- What is expected: Edit the rows below by replacing every "Submission" with "Response" and leaving everything else unchanged.

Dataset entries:
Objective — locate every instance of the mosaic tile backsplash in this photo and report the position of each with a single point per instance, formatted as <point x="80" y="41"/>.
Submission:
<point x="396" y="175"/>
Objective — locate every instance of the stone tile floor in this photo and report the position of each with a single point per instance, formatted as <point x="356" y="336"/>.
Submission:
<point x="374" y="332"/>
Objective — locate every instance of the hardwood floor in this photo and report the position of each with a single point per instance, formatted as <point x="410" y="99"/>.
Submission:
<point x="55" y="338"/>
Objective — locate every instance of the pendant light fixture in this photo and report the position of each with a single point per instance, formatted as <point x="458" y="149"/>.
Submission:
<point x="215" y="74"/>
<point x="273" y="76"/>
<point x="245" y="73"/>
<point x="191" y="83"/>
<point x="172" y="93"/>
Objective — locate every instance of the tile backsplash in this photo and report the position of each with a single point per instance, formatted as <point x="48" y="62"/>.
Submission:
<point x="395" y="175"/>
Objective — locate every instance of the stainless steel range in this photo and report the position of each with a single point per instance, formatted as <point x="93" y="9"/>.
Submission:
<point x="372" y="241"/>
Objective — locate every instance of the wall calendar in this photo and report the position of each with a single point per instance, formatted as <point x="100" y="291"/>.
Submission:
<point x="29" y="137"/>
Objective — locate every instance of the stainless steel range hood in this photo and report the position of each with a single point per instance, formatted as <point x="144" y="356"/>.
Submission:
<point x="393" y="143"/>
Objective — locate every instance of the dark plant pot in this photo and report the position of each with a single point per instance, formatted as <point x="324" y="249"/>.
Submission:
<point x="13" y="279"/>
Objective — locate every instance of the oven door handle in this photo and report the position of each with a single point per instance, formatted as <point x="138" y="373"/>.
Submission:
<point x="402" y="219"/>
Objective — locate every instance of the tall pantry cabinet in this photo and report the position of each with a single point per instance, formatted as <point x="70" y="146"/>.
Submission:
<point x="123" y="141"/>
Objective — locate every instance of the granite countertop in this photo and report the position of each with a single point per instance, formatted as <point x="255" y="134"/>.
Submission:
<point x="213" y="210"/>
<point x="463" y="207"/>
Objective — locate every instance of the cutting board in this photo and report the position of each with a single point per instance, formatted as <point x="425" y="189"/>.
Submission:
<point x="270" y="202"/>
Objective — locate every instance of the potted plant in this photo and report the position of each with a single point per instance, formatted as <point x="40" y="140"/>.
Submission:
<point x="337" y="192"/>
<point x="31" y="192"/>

- Expected output:
Objective — locate every instance of the mosaic tile backsplash in this photo and report the position of each with a single point per instance, formatted as <point x="80" y="41"/>.
Response:
<point x="396" y="175"/>
Objective — locate every instance of the stone tile floor in this photo and report the position of each with a single point per instance, formatted as <point x="356" y="336"/>.
Response:
<point x="374" y="332"/>
Objective — locate every instance of the hardwood floor in this photo and report the position of each with a single point per instance, formatted as <point x="410" y="99"/>.
Response:
<point x="55" y="338"/>
Objective — locate every instance of the pendant light fixture in this photo and report the position of each with a single point per instance, formatted as <point x="458" y="149"/>.
Response:
<point x="215" y="74"/>
<point x="273" y="76"/>
<point x="245" y="73"/>
<point x="191" y="83"/>
<point x="172" y="93"/>
Objective — locate every instance of the tile backsplash in this photo and report the position of each with a single point per instance, formatted as <point x="48" y="62"/>.
Response:
<point x="395" y="175"/>
Objective — locate every instance of the stainless steel range in this photo and report the position of each with a single point per instance, formatted as <point x="93" y="9"/>.
Response:
<point x="372" y="241"/>
Objective — locate every instance of the wall calendar in this photo and report the position of each with a single point per instance, formatted as <point x="100" y="291"/>.
Response:
<point x="29" y="137"/>
Objective — locate every instance of the stainless steel range hood in this photo and report the position of each with a single point per instance, formatted as <point x="144" y="356"/>.
Response:
<point x="393" y="143"/>
Objective — locate every instance of the dark plant pot in this photo and report the position of each with a single point per instance, formatted as <point x="324" y="249"/>.
Response:
<point x="13" y="279"/>
Objective — locate every instance of the oven door handle in this photo and report the position of each with a single point per instance, formatted as <point x="138" y="373"/>.
Response:
<point x="402" y="219"/>
Objective — locate every instance of the tall pantry cabinet in this photo and report the position of each with a single point per instance, formatted as <point x="70" y="146"/>.
Response:
<point x="123" y="141"/>
Objective — locate every instance of the granite countertop in this photo and report the position of each with a single point per instance, formatted as <point x="255" y="134"/>.
Response:
<point x="213" y="210"/>
<point x="463" y="207"/>
Objective — locate every instance of the cutting board in this photo and report the position of each with a single point per instance, formatted as <point x="425" y="189"/>.
Response:
<point x="270" y="202"/>
Objective — locate every instance of the potted plant in this photo and report the position of each with a single point per instance, formatted as <point x="40" y="140"/>.
Response:
<point x="337" y="192"/>
<point x="31" y="192"/>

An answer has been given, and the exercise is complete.